Metin bölümü |
'''
Bir efsanedir onlar...
Artun Sucuoğlu yazdı...
Hiç babanızın gözyaşlarını avuçladınız mı hiç, o ağır mağrur, şevkat ve merhamet ölçüsünde narin bakışlarındaki gözyaşlarına dokundunuz mu?
Babanızın arkanızdaki desteğini çektiğini düşündüğünüz oldu mu? Dağ yıkılır, dağlar yıkılır göçer gidersiniz adeta.
Bir efsanedir onlar… Çocukları için bambaşkadır ’baba’ kelimesinin anlamı. Düştüğünde anne diye bağıran çocuk arkasından babasının koşup geleceğini ve onu yerden kaldıracını bilir daima. Ona duyduğu güvenle adım atar çoğu zaman .
Bilir ki başı sıkıştığında babası arka çıkacaktır ona.
Sevginin anlamı babalarımız günü bu Pazar. Ne yazık ki iki yıldır onlarla birlikte olamıyoruz.
Annemiz duygusallığımız, babamız mantığımızdır. Bir kızın sevdiği ilk adamdır ve bundan sonra tanıyacağı tüm erkekleri babasının özellikleriyle karşılaştıracaktır.
Doğumumuzu heyecanla bekleyen, dünyaya gelişimizle büyük sorumluluklar yüklenen ve bu durumdan hiçbir zaman şikayet etmeyen; aksine bütün çabalarını severek yerine getiren ‘ canımız babalarımızın ‘ günleri kutlu olsun. Bizim için yaptıkları tüm fedakarlıklarda tek istekleri bizim mutluluğumuz, bir tek gülüşümüz, hayata karşı zaferlerimizdir hiç kuşkusuz…
Hayatta bizi en çok seven iki kişiden biri babalarımızın göz yaşları çok nadir akar. Kızını gelin eden ya da oğlunu askere uğurlayan babanın gözlerinde gördüğümüz ıslaklık bizi de duygusal yapar.
Arkamızda vara yoğa ağlayan annelerimizden çok babalarımızın titrek elleri, konuşan bakışları, nemli gözleri kalır aklımızda. Daha çok içleniriz ağlayan bir baba gördüğümüzde …
Ve bir baba daima en uzağa bakar. Dalar gider çoğu zaman. Ne yi düşündüğünü sorduğumuzda susar. Ya tahmin etmemizi bekler ya da zamanla onu anlamamızı…Hep bir sorumluluğu vardır bizim üzerimizde. Kaç ayrı çocuk, okadar sayıda omuzlara binen ağırlık. Bir sigarası dostu olur sıkıntılarını anlattığı bir arada esince doldurduğu kadehi. Bazen neşelendiği olur bazen hüzünlendiği…
Her zaman bizi saran sevgisi vardır üzerimizde, bizi koruyan, kollayan. Ne yapsak bizi bırakmayacağının güveni içimize dolan. Bazen en iyi arkadaşımız bazen kalp kırıklıklarımız. Ama her koşulda kalp atışlarımız. Güçlü, kararlı, sert bakışlı, koruyucu, güvenilir tanıdığımız ilk adam. Dünya’ya geliş sebebimiz olduğunuz için binlerce kez teşekkürler…
‘ Ben bu dünya da en çok babamı sevdim.’ Diyen ünlü şairimiz Can Yücel’le devam edelim mi
BABAN GİDERSE
Başı dumanlı dağın gider
Atan gider, sırtın gider.
'''
Veri alıntısı |
'''
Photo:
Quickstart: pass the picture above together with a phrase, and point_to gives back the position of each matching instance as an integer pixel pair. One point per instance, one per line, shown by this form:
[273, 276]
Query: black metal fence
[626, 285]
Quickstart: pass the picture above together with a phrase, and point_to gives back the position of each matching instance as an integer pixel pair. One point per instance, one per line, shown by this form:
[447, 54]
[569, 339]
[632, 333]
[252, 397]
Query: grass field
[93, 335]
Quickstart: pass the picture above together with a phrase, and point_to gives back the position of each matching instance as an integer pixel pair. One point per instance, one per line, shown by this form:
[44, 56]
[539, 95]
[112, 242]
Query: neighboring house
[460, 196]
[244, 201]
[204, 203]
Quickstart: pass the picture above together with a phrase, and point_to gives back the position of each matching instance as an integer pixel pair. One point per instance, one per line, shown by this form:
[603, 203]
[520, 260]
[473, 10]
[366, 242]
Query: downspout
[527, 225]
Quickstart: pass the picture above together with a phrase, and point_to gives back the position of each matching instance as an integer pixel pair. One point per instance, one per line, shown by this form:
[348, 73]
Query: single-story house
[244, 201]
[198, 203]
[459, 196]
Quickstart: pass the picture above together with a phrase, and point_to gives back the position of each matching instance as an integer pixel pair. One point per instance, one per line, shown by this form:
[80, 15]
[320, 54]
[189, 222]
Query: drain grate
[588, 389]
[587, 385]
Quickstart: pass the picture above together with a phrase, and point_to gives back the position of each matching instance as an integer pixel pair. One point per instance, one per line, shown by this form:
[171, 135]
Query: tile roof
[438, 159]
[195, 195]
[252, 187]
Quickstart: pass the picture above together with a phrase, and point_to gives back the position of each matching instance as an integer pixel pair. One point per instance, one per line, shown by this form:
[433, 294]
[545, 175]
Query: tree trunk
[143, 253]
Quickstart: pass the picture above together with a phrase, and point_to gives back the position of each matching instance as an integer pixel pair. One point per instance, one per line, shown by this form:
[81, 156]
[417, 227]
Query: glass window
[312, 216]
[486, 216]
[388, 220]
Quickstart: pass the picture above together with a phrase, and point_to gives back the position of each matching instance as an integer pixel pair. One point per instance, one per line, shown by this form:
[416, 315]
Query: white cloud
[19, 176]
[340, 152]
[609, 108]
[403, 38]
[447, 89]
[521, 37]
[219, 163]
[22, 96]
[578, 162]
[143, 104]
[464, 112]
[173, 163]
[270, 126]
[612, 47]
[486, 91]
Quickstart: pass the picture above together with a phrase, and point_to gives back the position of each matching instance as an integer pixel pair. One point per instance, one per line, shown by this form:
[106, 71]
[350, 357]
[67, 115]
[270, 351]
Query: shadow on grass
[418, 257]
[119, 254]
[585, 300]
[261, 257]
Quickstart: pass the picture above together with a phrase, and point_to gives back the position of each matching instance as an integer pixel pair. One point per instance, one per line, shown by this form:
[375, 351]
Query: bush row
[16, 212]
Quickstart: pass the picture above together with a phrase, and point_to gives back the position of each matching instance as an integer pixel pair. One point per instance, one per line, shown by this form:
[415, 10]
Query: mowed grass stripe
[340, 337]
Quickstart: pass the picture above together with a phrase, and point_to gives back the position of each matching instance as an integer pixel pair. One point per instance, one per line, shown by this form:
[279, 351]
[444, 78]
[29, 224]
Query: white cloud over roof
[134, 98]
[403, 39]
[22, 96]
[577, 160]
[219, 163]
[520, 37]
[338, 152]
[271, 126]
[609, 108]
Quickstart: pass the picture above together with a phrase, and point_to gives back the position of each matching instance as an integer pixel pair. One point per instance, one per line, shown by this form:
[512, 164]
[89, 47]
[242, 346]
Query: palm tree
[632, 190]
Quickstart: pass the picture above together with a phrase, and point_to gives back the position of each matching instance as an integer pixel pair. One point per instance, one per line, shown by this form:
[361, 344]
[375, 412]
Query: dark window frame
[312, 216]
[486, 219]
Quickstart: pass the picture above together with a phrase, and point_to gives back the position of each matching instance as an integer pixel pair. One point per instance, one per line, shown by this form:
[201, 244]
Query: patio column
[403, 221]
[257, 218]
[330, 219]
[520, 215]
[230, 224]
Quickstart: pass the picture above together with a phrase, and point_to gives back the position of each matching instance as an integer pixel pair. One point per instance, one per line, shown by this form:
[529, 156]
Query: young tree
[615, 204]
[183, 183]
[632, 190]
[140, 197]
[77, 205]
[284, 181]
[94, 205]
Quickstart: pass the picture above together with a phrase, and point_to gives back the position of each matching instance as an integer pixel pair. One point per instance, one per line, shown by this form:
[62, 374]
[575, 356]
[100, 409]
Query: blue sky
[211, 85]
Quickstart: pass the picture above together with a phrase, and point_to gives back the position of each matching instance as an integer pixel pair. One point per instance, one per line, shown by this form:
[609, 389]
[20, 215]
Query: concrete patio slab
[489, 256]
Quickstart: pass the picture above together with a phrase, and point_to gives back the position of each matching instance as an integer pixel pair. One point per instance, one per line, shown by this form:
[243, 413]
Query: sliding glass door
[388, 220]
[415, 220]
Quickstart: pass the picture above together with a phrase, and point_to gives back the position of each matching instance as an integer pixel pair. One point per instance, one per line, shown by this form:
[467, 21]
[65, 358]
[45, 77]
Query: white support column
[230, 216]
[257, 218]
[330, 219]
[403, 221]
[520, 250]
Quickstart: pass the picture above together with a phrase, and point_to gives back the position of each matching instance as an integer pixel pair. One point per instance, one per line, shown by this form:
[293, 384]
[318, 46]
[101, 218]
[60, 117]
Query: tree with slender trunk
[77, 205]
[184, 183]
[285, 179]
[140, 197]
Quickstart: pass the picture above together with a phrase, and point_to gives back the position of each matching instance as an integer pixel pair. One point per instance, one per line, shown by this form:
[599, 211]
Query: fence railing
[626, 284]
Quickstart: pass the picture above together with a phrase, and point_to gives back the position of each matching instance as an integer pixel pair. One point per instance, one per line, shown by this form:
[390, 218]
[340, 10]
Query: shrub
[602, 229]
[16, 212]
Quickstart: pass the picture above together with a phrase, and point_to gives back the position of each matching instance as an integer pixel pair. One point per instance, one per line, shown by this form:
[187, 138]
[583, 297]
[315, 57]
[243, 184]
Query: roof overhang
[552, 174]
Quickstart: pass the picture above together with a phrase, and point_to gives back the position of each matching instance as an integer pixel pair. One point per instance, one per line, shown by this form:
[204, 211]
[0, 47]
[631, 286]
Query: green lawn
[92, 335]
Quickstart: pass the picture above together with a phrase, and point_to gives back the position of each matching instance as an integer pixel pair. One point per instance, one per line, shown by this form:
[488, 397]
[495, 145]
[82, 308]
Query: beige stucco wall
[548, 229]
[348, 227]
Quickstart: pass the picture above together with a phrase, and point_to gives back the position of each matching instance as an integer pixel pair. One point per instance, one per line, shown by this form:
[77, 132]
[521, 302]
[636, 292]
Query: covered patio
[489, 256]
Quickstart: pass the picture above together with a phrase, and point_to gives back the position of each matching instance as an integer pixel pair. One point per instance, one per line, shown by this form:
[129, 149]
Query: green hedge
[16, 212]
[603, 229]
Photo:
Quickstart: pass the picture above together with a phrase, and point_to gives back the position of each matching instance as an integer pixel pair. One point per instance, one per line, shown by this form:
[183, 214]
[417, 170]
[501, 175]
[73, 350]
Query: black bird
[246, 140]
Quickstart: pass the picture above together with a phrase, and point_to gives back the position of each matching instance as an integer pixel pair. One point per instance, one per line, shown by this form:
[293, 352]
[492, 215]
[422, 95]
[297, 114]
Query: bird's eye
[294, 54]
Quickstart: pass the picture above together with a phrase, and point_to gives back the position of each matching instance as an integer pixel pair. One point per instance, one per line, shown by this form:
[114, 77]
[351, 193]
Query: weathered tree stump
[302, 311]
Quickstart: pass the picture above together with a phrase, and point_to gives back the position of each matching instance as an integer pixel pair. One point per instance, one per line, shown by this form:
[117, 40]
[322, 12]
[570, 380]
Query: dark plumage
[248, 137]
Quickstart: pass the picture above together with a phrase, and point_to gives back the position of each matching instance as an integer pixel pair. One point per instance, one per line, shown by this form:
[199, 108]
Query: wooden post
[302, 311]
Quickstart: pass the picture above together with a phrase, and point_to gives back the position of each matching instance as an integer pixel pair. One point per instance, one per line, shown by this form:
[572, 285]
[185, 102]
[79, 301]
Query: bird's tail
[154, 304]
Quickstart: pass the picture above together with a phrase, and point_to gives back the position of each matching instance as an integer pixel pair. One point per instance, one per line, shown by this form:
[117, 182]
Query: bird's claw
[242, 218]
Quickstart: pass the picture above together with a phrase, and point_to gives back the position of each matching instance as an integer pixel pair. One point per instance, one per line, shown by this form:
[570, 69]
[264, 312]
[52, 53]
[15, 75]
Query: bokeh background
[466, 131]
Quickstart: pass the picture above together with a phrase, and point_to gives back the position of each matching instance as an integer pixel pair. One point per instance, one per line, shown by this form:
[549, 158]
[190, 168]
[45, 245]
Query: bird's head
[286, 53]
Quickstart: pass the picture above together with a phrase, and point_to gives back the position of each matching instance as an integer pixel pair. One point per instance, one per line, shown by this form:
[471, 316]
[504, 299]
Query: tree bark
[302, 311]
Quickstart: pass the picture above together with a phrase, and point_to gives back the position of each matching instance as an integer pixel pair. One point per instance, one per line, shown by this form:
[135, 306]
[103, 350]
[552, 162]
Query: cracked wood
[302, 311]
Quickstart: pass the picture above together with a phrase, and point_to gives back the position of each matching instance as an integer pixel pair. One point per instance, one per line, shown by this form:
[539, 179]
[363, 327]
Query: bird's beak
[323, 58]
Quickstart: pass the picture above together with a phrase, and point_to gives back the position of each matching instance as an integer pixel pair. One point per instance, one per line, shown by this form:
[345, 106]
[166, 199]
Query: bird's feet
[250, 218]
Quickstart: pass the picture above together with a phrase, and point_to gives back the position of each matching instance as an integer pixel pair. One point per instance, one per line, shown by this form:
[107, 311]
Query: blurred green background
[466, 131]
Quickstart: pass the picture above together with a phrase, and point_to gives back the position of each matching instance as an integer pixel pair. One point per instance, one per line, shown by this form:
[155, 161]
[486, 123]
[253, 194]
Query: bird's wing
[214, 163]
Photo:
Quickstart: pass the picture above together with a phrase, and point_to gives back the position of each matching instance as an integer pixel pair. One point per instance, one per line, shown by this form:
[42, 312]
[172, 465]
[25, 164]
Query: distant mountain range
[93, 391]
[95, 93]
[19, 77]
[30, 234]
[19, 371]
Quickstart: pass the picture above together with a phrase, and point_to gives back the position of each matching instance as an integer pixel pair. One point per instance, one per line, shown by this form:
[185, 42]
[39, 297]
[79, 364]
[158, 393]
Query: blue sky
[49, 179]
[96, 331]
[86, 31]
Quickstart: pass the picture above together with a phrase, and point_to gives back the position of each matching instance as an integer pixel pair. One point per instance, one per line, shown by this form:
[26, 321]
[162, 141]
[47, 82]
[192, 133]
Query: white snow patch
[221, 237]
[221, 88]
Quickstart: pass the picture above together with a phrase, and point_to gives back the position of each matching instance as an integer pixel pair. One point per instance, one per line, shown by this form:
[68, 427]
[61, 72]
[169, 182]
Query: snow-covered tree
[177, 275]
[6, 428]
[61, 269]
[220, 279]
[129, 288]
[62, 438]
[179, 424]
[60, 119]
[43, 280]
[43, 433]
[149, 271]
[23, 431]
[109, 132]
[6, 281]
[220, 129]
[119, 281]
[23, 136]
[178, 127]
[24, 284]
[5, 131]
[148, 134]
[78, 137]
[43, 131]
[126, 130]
'''
Görev tanımı |
Babalar günü yazısında "Annemiz duygusallığımız, babamız" sözlerini içeren yerle açılıp "de duygusal yapar." ile kapanan kısmı yeniden yaz. Bunu yaparken "mantığımızdır" ifadesini "aklımızdır" ile değiştir.

Nihai cevap |
Annemiz duygusallığımız, babamız aklımızdır. Bir kızın sevdiği ilk adamdır ve bundan sonra tanıyacağı tüm erkekleri babasının özellikleriyle karşılaştıracaktır.
Doğumumuzu heyecanla bekleyen, dünyaya gelişimizle büyük sorumluluklar yüklenen ve bu durumdan hiçbir zaman şikayet etmeyen; aksine bütün çabalarını severek yerine getiren ‘ canımız babalarımızın ‘ günleri kutlu olsun. Bizim için yaptıkları tüm fedakarlıklarda tek istekleri bizim mutluluğumuz, bir tek gülüşümüz, hayata karşı zaferlerimizdir hiç kuşkusuz…
Hayatta bizi en çok seven iki kişiden biri babalarımızın göz yaşları çok nadir akar. Kızını gelin eden ya da oğlunu askere uğurlayan babanın gözlerinde gördüğümüz ıslaklık bizi de duygusal yapar.